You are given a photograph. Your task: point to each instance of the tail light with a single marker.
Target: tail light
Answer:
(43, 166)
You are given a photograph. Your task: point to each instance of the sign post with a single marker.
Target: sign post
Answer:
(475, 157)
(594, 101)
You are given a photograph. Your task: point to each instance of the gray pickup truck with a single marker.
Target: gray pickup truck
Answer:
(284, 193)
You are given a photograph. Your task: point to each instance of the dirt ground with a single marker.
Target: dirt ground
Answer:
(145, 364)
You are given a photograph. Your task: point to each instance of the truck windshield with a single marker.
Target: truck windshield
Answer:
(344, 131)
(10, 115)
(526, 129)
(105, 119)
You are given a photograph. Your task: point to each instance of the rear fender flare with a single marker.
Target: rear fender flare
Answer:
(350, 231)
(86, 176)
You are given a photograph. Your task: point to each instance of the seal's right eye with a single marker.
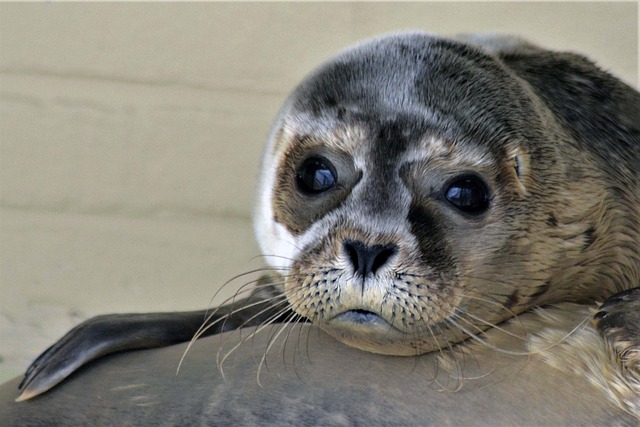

+--

Please determine how many lines of the records above contain "rear", and state that number only.

2